Could you restate word for word every line from the one containing "[[717, 575], [254, 692], [395, 1013], [622, 884]]" to the end of the records, and nothing else?

Stored data:
↓

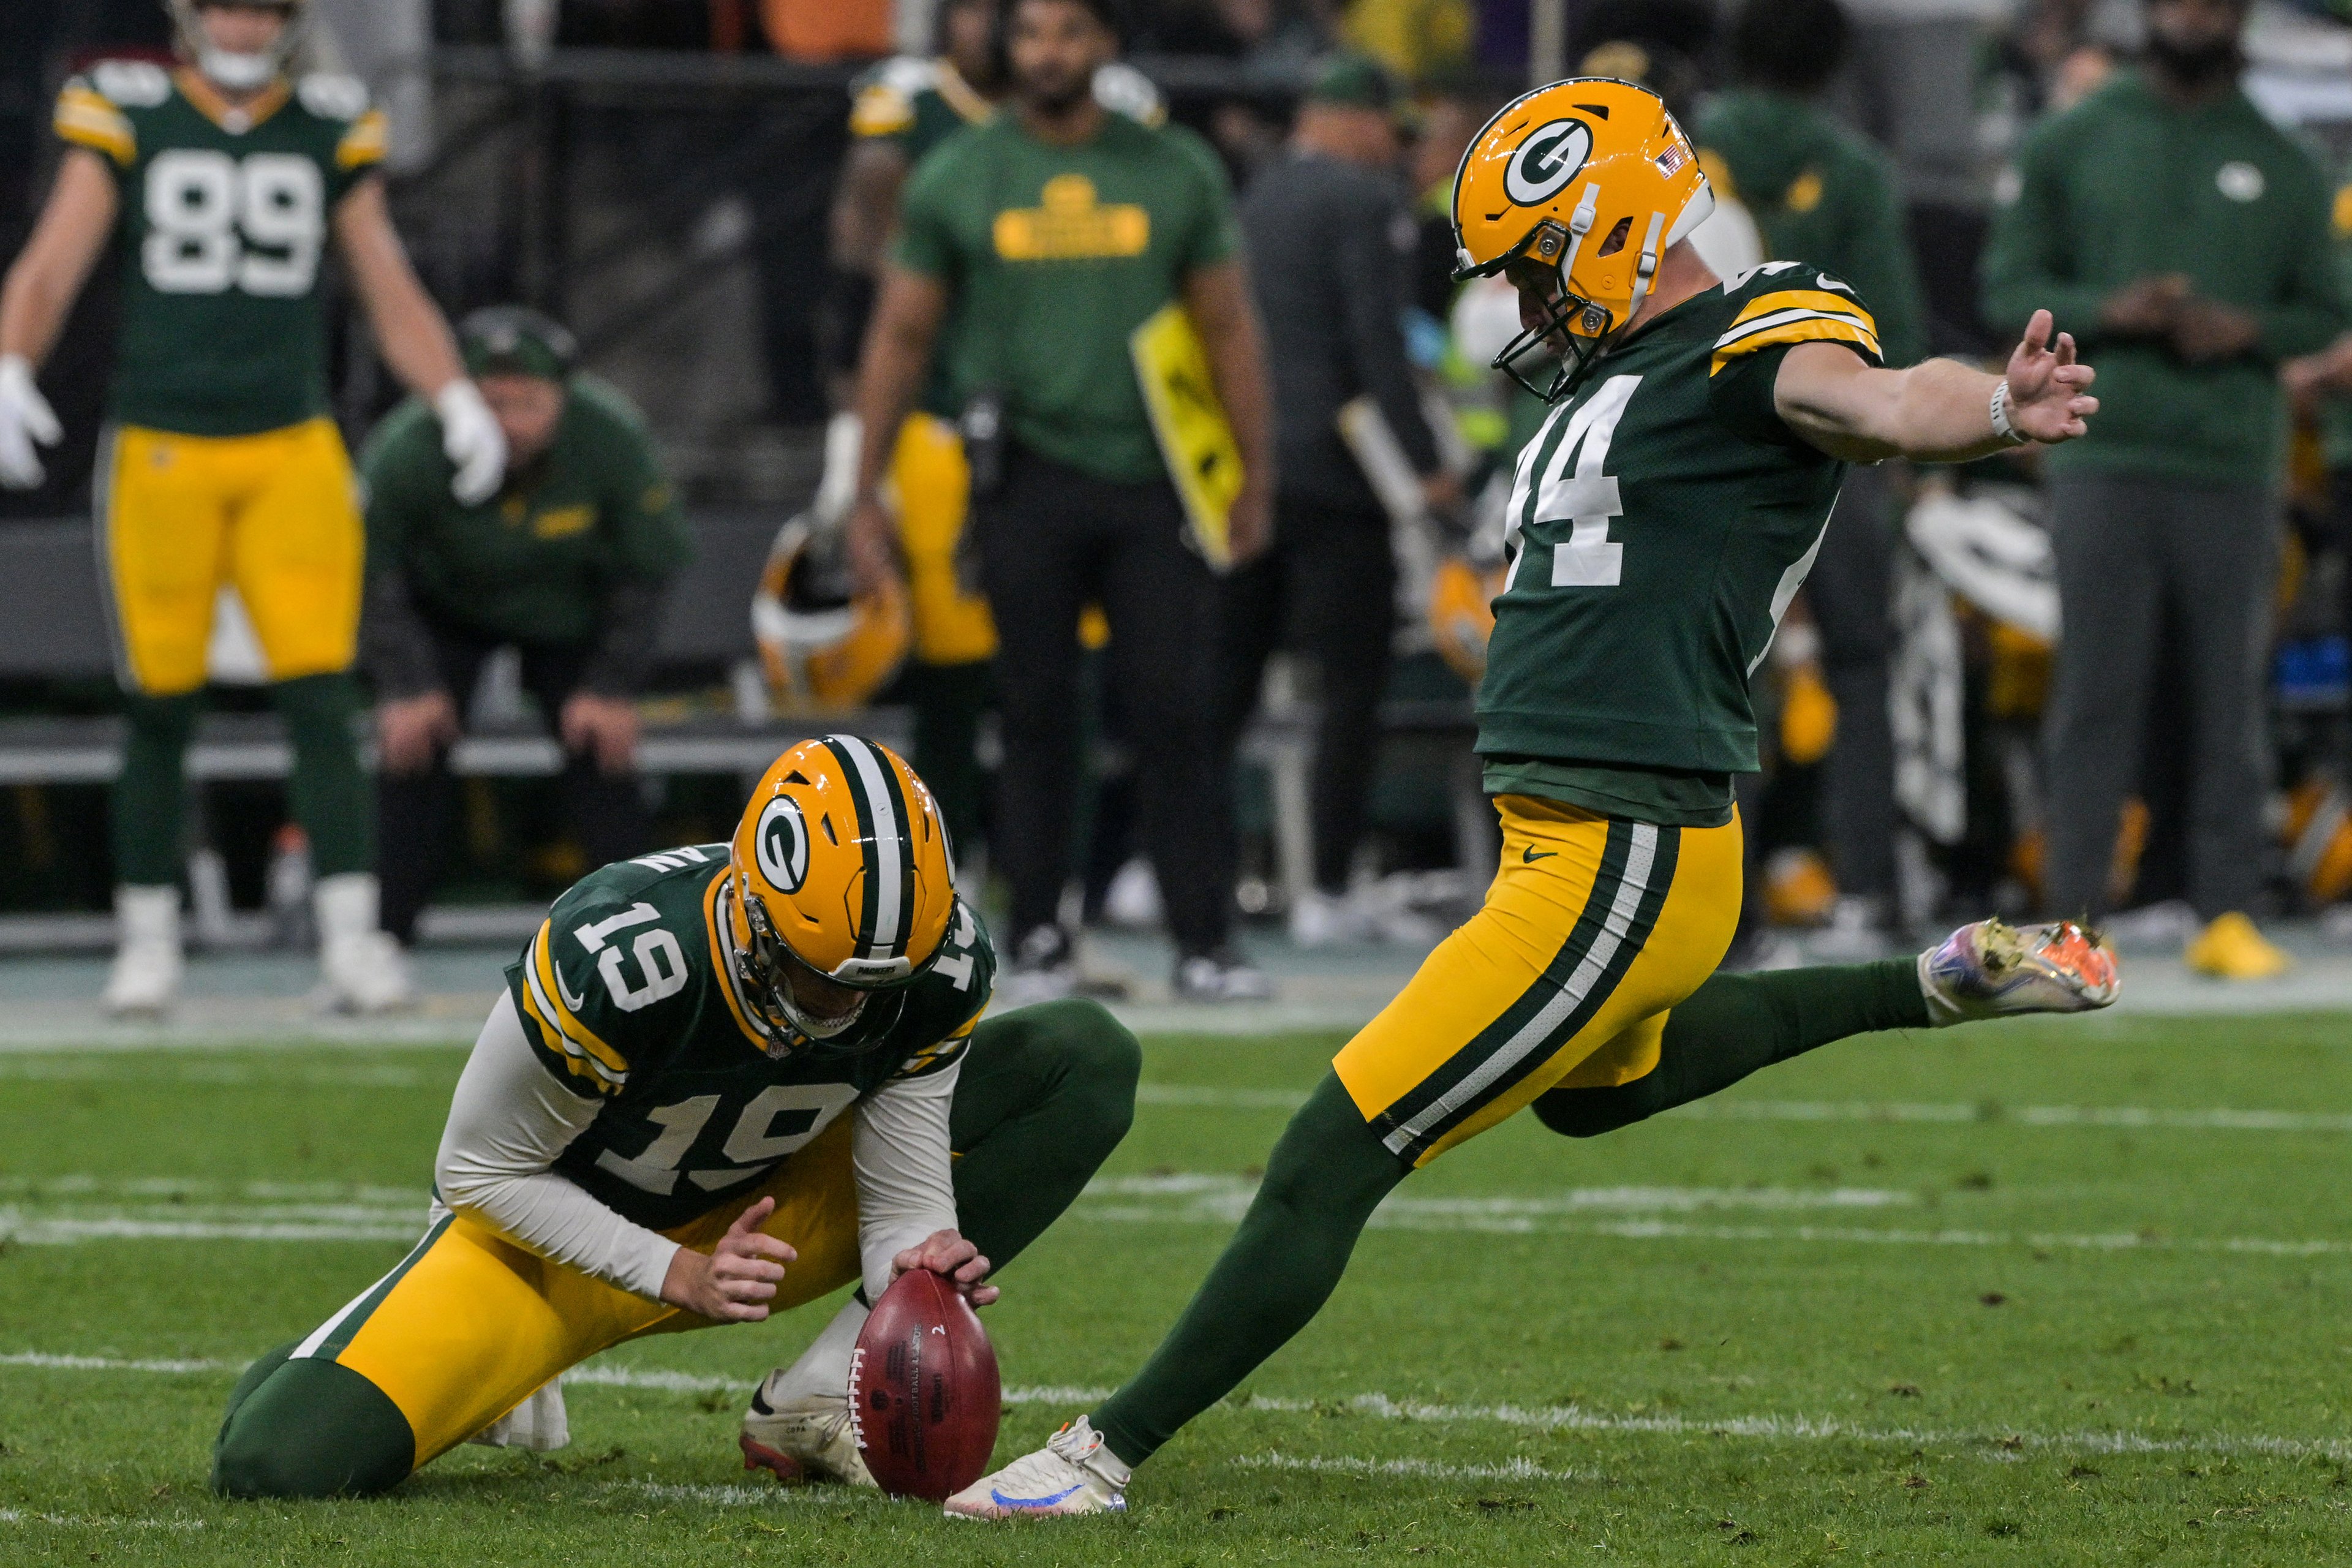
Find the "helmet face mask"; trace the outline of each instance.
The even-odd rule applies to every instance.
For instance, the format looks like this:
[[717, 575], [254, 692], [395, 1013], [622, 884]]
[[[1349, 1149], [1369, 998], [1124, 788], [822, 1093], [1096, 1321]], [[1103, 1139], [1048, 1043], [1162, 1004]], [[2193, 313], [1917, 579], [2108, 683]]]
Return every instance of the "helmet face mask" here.
[[[1647, 88], [1580, 77], [1504, 105], [1464, 150], [1453, 199], [1454, 278], [1507, 271], [1533, 307], [1494, 368], [1547, 403], [1566, 396], [1641, 314], [1665, 251], [1714, 208], [1689, 139]], [[1517, 363], [1538, 348], [1559, 362], [1545, 385]]]
[[165, 9], [171, 13], [180, 53], [215, 87], [228, 92], [258, 92], [278, 79], [295, 51], [302, 47], [303, 34], [310, 25], [310, 5], [307, 0], [233, 0], [236, 9], [277, 11], [285, 17], [278, 37], [267, 49], [247, 54], [220, 47], [205, 27], [204, 13], [222, 3], [223, 0], [166, 0]]
[[768, 1055], [788, 1056], [802, 1042], [822, 1049], [865, 1016], [866, 994], [863, 992], [848, 1012], [831, 1017], [803, 1006], [793, 992], [793, 972], [815, 975], [816, 971], [776, 934], [775, 922], [769, 920], [767, 907], [747, 896], [740, 880], [733, 896], [741, 900], [744, 923], [751, 930], [751, 942], [735, 952], [735, 976], [751, 994], [753, 1024], [765, 1037], [762, 1048]]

↑

ANSWER TO THE PROBLEM >>
[[717, 575], [254, 692], [395, 1013], [622, 884]]
[[[1349, 1149], [1369, 998], [1124, 788], [822, 1093], [1096, 1321]], [[1103, 1139], [1048, 1043], [1162, 1004]], [[2193, 313], [1917, 579], [2108, 683]]]
Return every instance of the "helmet face mask" here.
[[[1647, 88], [1580, 77], [1504, 105], [1464, 150], [1453, 199], [1454, 278], [1507, 271], [1533, 307], [1494, 368], [1547, 403], [1566, 396], [1641, 314], [1665, 251], [1714, 208], [1689, 139]], [[1517, 363], [1538, 348], [1559, 362], [1545, 385]]]
[[165, 9], [171, 13], [180, 53], [215, 87], [228, 92], [258, 92], [278, 79], [295, 51], [302, 47], [303, 34], [310, 25], [310, 5], [307, 0], [233, 0], [236, 9], [277, 11], [285, 17], [278, 37], [267, 49], [247, 54], [220, 47], [205, 27], [204, 13], [222, 3], [223, 0], [166, 0]]
[[768, 1055], [788, 1056], [802, 1042], [822, 1049], [865, 1016], [866, 994], [863, 992], [848, 1012], [831, 1017], [803, 1006], [793, 992], [793, 972], [815, 975], [816, 971], [776, 934], [775, 922], [769, 920], [767, 907], [747, 896], [740, 880], [733, 896], [741, 900], [744, 923], [751, 930], [751, 942], [735, 952], [735, 976], [751, 994], [753, 1024], [765, 1037], [762, 1048]]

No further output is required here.